**Problem to work on**
Reproduce verbatim the lines of the listing below, from the line containing "Would you please locate the window" through the last line of the listing, both ends included.

**Working data**
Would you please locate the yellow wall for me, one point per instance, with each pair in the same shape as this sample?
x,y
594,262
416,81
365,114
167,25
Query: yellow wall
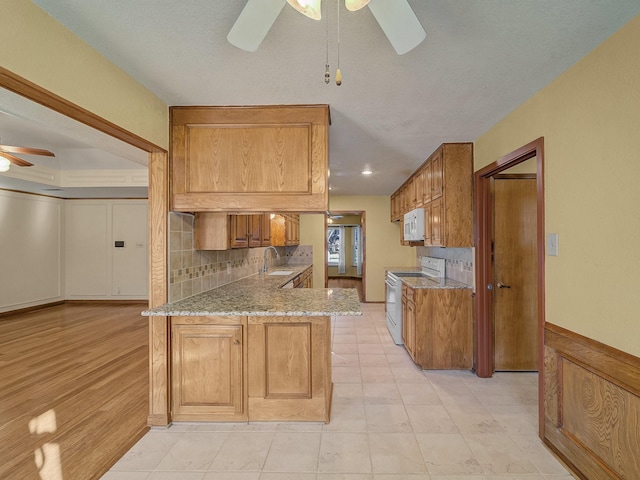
x,y
382,241
38,48
590,120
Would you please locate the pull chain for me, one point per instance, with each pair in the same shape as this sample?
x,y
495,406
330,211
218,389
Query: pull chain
x,y
338,72
327,74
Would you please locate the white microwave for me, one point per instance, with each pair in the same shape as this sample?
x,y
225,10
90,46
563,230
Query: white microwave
x,y
414,225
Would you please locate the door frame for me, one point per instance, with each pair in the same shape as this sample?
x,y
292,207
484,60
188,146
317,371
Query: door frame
x,y
483,199
363,232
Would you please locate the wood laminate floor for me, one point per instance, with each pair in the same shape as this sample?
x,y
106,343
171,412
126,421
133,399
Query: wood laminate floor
x,y
73,389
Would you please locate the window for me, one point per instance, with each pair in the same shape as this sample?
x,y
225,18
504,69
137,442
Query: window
x,y
334,243
355,239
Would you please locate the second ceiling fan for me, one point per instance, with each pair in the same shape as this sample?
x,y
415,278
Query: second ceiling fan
x,y
8,156
395,17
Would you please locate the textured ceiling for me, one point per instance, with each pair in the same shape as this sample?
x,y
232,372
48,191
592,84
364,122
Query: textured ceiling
x,y
481,59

**Written response**
Would you please locate the window for me, one point per instance, with each pair in the same shape as this sample?
x,y
225,18
504,69
137,442
Query: window
x,y
334,243
355,239
Would you please locate the second ceiling fan for me, one point per instance, with each pair in the same shape as this sample?
x,y
415,278
Query: second ceiling fan
x,y
8,156
395,17
Would you please locate the textured ceiling for me, one point per instance, with each pair in the same shape as this sample?
x,y
232,372
48,191
592,84
364,122
Query: textured ceiling
x,y
481,59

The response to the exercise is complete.